Exercise details —
Extract every line of the items below that contains the string "clicks".
=== Begin Enclosure ===
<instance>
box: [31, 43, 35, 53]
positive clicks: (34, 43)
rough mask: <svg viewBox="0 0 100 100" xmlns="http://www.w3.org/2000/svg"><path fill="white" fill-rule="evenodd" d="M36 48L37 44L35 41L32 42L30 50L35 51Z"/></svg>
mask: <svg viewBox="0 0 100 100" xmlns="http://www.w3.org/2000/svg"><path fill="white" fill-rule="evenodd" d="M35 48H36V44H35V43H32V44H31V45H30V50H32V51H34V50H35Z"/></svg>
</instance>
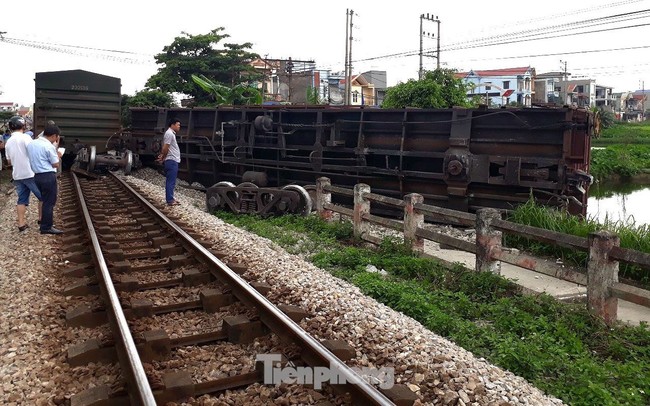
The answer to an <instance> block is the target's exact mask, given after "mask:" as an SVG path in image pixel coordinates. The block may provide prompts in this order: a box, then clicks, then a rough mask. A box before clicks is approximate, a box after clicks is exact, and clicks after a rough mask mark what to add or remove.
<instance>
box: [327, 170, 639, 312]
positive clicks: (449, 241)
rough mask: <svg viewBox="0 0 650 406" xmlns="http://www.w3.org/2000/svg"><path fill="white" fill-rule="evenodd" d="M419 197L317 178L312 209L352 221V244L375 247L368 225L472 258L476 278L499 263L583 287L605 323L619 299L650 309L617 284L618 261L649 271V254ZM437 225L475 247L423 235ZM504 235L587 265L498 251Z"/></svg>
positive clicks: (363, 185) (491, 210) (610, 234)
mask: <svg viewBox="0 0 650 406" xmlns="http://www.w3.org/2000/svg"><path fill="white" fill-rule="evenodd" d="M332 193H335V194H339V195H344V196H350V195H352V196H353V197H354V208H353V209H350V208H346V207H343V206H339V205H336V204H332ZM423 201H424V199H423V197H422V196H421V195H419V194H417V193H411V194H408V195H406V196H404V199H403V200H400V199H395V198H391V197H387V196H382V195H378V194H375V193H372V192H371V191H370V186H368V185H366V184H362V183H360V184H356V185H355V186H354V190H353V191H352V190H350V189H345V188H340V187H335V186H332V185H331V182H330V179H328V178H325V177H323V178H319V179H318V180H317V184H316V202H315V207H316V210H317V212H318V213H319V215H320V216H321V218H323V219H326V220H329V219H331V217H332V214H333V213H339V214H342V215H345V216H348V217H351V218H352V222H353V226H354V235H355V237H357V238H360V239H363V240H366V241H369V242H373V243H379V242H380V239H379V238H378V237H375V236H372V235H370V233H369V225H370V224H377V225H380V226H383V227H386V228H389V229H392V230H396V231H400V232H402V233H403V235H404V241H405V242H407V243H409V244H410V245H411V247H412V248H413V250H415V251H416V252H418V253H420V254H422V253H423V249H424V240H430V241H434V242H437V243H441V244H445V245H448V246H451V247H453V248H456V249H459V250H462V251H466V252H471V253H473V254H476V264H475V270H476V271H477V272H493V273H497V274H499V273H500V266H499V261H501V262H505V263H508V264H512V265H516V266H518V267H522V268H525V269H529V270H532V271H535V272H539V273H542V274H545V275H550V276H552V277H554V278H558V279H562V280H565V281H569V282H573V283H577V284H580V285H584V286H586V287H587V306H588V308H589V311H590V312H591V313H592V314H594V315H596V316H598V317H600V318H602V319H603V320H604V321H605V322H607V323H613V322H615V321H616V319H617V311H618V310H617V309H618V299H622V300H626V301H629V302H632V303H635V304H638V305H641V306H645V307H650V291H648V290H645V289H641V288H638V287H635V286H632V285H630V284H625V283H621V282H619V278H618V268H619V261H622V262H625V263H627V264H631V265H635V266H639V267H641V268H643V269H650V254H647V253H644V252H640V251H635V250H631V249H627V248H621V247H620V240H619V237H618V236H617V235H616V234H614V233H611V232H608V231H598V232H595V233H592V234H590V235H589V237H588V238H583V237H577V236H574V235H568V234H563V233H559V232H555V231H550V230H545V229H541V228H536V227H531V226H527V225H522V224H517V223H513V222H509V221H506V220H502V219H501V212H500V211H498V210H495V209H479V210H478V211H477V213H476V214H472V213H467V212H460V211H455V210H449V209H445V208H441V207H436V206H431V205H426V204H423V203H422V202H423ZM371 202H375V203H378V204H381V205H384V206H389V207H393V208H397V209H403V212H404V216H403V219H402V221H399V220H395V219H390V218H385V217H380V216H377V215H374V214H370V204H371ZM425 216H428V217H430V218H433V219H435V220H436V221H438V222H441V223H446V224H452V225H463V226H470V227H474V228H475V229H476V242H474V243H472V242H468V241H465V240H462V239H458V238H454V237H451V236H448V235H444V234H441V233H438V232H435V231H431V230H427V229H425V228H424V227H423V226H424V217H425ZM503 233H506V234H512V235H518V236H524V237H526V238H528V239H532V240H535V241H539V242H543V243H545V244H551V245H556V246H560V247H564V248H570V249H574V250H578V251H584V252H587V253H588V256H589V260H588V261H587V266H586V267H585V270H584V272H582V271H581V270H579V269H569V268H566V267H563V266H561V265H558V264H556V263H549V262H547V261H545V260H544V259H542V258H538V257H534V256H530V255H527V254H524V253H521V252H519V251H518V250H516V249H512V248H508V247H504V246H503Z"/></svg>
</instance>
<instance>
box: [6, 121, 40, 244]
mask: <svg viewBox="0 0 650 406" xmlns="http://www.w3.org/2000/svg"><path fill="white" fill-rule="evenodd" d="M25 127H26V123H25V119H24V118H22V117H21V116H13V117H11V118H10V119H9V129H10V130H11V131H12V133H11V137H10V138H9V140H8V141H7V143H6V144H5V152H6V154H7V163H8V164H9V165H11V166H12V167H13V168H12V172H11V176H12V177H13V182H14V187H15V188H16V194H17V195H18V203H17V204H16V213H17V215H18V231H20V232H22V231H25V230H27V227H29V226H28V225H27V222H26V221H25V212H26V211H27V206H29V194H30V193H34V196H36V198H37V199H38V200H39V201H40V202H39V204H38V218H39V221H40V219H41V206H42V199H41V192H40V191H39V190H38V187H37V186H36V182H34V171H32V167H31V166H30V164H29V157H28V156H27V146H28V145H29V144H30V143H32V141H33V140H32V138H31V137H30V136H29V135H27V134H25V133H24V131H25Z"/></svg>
=== End Enclosure ===
Your response —
positive clicks: (34, 43)
The answer to an <instance> block is the target's exact mask, given after "mask:" as an SVG path in image pixel coordinates. The block may provide prompts in this order: a box, then clicks, then a rough mask. A box before clicks is approximate, a box after clicks is exact, and clicks after a rough mask mark what to add or remove.
positive clicks: (449, 241)
positive clicks: (363, 185) (491, 210) (610, 234)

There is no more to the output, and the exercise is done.